• _Extracted material_:
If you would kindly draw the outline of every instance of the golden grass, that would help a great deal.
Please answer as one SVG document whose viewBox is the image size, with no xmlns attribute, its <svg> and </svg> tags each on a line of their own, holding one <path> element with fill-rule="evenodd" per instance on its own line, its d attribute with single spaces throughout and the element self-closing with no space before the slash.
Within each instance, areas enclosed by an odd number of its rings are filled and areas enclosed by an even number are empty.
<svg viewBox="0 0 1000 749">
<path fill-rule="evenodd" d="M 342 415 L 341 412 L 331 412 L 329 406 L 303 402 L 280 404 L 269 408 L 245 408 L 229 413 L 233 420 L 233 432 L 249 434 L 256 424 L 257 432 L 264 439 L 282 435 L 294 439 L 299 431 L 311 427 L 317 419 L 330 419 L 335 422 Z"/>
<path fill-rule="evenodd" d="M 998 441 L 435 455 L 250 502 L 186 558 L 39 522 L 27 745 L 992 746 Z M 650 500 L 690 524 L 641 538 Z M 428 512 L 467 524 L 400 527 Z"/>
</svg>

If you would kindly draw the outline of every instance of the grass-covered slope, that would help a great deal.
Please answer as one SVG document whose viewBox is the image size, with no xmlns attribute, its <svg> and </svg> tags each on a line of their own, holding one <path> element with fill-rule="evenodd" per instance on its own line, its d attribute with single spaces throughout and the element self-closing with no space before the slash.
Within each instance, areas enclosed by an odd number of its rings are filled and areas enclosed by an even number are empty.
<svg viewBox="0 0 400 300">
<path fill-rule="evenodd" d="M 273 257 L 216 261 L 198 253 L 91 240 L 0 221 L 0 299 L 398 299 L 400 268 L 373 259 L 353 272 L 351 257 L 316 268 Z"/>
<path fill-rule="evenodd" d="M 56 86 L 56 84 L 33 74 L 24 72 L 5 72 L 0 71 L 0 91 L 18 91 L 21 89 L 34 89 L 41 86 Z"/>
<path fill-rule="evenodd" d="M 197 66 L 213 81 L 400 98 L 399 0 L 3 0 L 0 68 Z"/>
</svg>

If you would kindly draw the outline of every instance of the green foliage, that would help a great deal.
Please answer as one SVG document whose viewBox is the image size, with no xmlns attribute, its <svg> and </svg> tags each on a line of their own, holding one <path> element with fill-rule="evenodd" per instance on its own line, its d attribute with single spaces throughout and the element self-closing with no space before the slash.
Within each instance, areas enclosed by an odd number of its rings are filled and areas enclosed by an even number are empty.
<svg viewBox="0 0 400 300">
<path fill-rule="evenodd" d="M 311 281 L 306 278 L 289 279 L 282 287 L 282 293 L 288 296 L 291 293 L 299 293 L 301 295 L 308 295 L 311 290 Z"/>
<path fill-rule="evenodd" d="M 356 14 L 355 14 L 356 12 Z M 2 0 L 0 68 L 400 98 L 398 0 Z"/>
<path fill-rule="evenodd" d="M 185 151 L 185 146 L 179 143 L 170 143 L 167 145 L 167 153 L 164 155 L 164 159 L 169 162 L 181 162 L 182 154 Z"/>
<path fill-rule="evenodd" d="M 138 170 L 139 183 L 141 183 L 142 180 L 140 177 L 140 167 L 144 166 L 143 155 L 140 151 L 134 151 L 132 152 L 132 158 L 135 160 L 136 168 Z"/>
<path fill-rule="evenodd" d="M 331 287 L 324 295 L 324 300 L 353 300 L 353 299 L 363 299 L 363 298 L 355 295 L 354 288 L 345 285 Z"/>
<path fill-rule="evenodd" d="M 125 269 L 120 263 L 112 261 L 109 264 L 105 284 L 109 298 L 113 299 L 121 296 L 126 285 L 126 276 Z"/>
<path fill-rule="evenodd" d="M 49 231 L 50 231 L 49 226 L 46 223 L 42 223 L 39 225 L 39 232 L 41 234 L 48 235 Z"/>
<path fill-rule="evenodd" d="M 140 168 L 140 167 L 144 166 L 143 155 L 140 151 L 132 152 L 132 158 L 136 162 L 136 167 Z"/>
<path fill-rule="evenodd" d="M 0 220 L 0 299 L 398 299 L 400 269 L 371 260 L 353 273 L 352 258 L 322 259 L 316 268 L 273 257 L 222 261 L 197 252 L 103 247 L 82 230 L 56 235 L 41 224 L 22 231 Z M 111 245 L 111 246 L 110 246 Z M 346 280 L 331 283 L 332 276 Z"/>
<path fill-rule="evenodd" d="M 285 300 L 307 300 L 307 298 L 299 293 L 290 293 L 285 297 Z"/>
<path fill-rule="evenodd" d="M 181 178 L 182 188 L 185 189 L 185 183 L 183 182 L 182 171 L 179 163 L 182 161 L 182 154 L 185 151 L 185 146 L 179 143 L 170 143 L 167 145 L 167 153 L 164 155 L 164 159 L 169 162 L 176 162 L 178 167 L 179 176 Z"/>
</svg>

• _Exercise aim_:
What you retype should run from the first line of the entries above through the line containing "foliage, that would help a great deal.", exactly and in full.

• _Result of the exercise_:
If you would kindly draw the outline of every instance of the golden grass, that would help a great deal.
Please answer as one SVG document whose viewBox is the image size, with no xmlns attribute, its <svg> and </svg> tags each on a line of their own, holding one <path> element with fill-rule="evenodd" per instance on its own line, its d attribute with single spaces throughout and the element self-closing with no space before the slash.
Within each instance, areas enclosed by an odd number of its rings are filled and areas enclosed by an even number are empty.
<svg viewBox="0 0 1000 749">
<path fill-rule="evenodd" d="M 342 415 L 341 412 L 331 412 L 329 406 L 303 402 L 280 404 L 269 408 L 245 408 L 229 413 L 233 420 L 233 432 L 249 434 L 256 424 L 257 432 L 264 439 L 282 435 L 294 439 L 299 431 L 311 427 L 317 419 L 330 419 L 335 422 Z"/>
<path fill-rule="evenodd" d="M 998 441 L 435 455 L 250 502 L 186 558 L 39 522 L 27 745 L 992 746 Z M 650 500 L 690 524 L 641 538 Z M 428 512 L 467 524 L 400 527 Z"/>
</svg>

If you would kindly draw the outline of every instance of the grass-covered slope, that would help a great deal.
Please answer as one SVG document whose viewBox is the image size, with no xmlns attribute, its <svg> and </svg> tags each on a line of their own, holding one <path> element with fill-rule="evenodd" per instance on its own line, its d attribute with single spaces throughout and the element self-closing with no space before the slash.
Within each instance, areas enclosed by an odd number of its rings are filled and areas enclosed by an even number are empty.
<svg viewBox="0 0 400 300">
<path fill-rule="evenodd" d="M 273 257 L 216 261 L 198 253 L 91 240 L 0 221 L 0 299 L 398 299 L 400 268 L 373 259 L 353 272 L 351 257 L 316 268 Z"/>
<path fill-rule="evenodd" d="M 56 86 L 56 84 L 33 74 L 24 72 L 5 72 L 0 71 L 0 91 L 18 91 L 21 89 L 34 89 L 41 86 Z"/>
<path fill-rule="evenodd" d="M 197 66 L 213 81 L 400 98 L 399 0 L 3 0 L 0 68 Z"/>
</svg>

If you would kindly draw the outline of every instance of the green foliage, that would help a great deal.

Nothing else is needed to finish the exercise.